DATA PROVIDED:
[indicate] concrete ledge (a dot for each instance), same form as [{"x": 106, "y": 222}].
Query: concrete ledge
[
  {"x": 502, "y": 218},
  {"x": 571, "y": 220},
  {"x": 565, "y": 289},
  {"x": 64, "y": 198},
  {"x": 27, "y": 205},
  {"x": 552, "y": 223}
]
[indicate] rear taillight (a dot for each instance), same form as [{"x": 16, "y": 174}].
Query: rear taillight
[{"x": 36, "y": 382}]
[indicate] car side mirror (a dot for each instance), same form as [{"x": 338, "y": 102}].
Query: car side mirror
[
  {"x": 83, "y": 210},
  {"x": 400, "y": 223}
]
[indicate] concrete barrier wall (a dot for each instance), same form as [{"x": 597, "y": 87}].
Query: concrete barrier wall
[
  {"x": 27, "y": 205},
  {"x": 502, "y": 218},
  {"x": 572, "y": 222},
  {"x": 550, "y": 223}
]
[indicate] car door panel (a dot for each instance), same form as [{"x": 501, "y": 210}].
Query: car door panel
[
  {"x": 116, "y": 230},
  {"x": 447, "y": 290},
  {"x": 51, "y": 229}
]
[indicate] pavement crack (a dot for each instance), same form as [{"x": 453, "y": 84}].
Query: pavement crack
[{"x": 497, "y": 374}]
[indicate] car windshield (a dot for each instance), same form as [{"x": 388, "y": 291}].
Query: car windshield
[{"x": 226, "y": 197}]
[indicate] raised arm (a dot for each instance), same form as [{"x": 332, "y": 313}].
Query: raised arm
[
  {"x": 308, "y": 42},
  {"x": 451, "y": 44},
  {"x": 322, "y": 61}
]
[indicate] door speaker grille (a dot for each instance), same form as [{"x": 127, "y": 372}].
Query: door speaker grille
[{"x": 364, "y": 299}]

WHAT YOU NEED TO DO: Return only those lines of the records that contain the string "form".

EXERCISE SOLUTION:
[indicate] concrete ledge (a dot for each instance), same form as [{"x": 106, "y": 222}].
[indicate] rear taillight (a dot for each instance), same form as [{"x": 16, "y": 174}].
[indicate] car side mirror (a dot for each instance), same form as [{"x": 338, "y": 102}].
[indicate] concrete barrier wall (a dot for each instance), same form as [{"x": 597, "y": 87}].
[indicate] car door panel (a dot for each instance), same form as [{"x": 501, "y": 210}].
[indicate] pavement crack (a dot for each instance), same form as [{"x": 453, "y": 84}].
[indicate] car windshield (a dot for each instance), same form as [{"x": 388, "y": 291}].
[indicate] raised arm (a dot for each instance), same form as [{"x": 332, "y": 313}].
[indicate] door speaker grille (a dot for each instance), same form as [{"x": 127, "y": 372}].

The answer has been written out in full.